Exercises:
a – Which examples of today's electronic systems does the page on the Linköping electronics center name?
b – Reproduce word for word the stretch of the page on the Linköping electronics center from "- To improve efficiency" through "and entertainment systems.".

Provided passage:
________________________

Responsible for this page: Arta Alvandpour , arta@isy.liu.se
Page last update: 2009-01-27
The objective of the center is an efficient coordination of research
and education on electronics and communication systems at Linköping
University. This is motivated by the large industrial need for
innovations in circuit technologies and system solutions, as well as
the large national and global demand for engineers and researchers in
the fields.
Computers, mobile phones, internet, and TVs are a few examples of
today's electronic systems supporting our everyday life at work, at
home, or
anywhere else! Despite the historically excellent progress in
electronics and semiconductor technology, it turns out that we are
just scratching the surface of endless opportunities and capabilities
to enhance the standard of the life! In addition to the demand for
more affordable, faster, and advanced communication and information
technologies, there are a countless number of emerging concepts and
applications which are pending and waiting for future innovations in
electronics and system architectures. As a few examples of potential
applications, we have:
- To improve the quality of healthcare and reduce the cost by
tele-health and tele-monitoring of patients at home, as well as
ultra-low-power implantable medical devices enabling advanced cardiac
rhythm management and neurostimulation for novel therapies of
epilepsy, Parkinson's diseases, obesity, severe depression, and a host
of other diseases
- To improve safety and security for people and societies at any place and at anytime using smart sensors, radars, and optical and infrared cameras for surveillance, detection, and protection systems.
- To improve efficiency of our industry, reducing the production cost and saving significant energy by more efficient systems for monitoring, control, automation, and communication.
- To make our homes more comfortable and more enjoyable with low-cost smart home appliance and entertainment systems.
Linköping center for electronics and embedded systems (LINCE) has the
required broad spectrum of knowledge and experience to address the key
future research and education challenges in the fields. The center
which includes 10 full professors and about 60 active researchers is
internationally recognized as one of the major contributors to
state-of-the-art circuit technologies, system and computer
architectures, system design methodologies, as well as communication
systems. The center has close collaboration with major companies and
research institutes worldwide, and it has contributed to a number of
innovations which have been utilized in today's commercial
products.
The publications from LINCE in the best journals on electronics constitute 0.5% of the total, indicating that we contribute to 0.5% of world research in this field (over 50% of the total contributions from Sweden in the field). As an example of the past achievements, during 2003-2007, the STRINGENT research program (supported by Swedish Foundation for Strategic Research, SSF) produced 31 Doctors, 25 Licentiates, 66 journal papers and 405 high quality conference papers. About 70% of the produced PhDs have been directly recruited by industry in Sweden or abroad, and the remaining 30% are engaged in academia or in own companies. During 2003-2007, three new companies were spun off from the LINCE group, all of which have received public and/or private investments.

________________________

The data:

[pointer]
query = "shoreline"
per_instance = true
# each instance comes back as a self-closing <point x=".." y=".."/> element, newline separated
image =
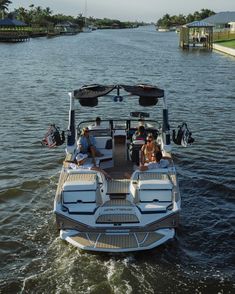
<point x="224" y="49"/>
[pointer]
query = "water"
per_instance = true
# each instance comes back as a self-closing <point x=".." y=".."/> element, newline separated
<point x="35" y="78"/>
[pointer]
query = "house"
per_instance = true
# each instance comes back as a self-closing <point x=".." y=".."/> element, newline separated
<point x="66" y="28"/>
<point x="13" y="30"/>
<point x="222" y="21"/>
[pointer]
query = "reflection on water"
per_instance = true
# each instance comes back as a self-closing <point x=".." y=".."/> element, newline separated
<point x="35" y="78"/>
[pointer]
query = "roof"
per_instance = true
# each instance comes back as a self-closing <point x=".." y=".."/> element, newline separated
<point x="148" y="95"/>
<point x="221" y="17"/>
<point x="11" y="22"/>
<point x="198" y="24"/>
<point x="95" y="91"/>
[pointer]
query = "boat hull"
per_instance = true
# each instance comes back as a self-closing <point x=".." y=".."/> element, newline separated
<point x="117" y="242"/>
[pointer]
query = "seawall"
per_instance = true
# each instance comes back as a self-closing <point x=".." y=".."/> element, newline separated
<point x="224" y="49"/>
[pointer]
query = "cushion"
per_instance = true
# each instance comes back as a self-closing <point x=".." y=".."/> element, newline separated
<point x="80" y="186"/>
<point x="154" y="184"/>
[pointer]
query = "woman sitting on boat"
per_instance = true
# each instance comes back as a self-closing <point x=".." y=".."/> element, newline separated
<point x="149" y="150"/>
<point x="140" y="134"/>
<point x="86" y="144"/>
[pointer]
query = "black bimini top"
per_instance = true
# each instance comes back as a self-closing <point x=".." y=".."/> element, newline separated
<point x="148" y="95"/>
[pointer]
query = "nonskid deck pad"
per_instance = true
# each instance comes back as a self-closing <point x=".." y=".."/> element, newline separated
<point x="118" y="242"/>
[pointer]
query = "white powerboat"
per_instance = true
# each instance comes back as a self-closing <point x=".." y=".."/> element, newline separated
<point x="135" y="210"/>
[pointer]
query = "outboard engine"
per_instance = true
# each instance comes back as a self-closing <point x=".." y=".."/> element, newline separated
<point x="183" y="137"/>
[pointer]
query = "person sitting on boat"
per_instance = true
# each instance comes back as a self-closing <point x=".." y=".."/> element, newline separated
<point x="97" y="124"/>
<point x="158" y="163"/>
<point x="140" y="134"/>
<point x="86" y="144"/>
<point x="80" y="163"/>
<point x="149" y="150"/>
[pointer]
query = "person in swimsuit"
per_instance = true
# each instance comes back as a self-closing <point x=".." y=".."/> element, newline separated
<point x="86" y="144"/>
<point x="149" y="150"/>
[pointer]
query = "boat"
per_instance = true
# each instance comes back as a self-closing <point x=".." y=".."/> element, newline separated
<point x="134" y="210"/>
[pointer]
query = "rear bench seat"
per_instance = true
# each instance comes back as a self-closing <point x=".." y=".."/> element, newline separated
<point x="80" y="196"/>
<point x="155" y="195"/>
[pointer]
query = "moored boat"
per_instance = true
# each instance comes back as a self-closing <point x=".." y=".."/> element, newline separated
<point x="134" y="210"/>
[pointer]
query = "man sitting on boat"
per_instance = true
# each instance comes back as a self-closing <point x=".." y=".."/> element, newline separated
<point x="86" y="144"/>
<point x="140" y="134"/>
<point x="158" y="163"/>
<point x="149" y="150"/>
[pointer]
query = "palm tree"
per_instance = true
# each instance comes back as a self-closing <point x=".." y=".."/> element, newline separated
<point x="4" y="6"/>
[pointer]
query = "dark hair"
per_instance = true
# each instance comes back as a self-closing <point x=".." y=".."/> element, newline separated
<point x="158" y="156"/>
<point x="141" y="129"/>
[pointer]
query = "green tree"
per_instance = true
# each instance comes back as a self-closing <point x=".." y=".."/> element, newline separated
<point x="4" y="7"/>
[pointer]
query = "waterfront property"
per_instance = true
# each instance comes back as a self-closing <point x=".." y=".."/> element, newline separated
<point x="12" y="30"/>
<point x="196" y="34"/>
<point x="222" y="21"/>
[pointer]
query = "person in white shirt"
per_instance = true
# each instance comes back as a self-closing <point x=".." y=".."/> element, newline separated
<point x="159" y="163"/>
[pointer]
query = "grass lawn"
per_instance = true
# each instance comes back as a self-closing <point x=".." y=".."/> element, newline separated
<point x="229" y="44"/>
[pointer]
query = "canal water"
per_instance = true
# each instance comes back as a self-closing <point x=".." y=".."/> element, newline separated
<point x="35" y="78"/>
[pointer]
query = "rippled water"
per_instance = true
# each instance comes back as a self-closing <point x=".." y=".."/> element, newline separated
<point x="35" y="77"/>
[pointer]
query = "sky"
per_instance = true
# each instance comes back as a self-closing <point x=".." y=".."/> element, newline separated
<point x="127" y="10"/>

________________________

Answers below:
a – Computers, mobile phones, internet, and TVs.

b –
- To improve efficiency of our industry, reducing the production cost and saving significant energy by more efficient systems for monitoring, control, automation, and communication.
- To make our homes more comfortable and more enjoyable with low-cost smart home appliance and entertainment systems.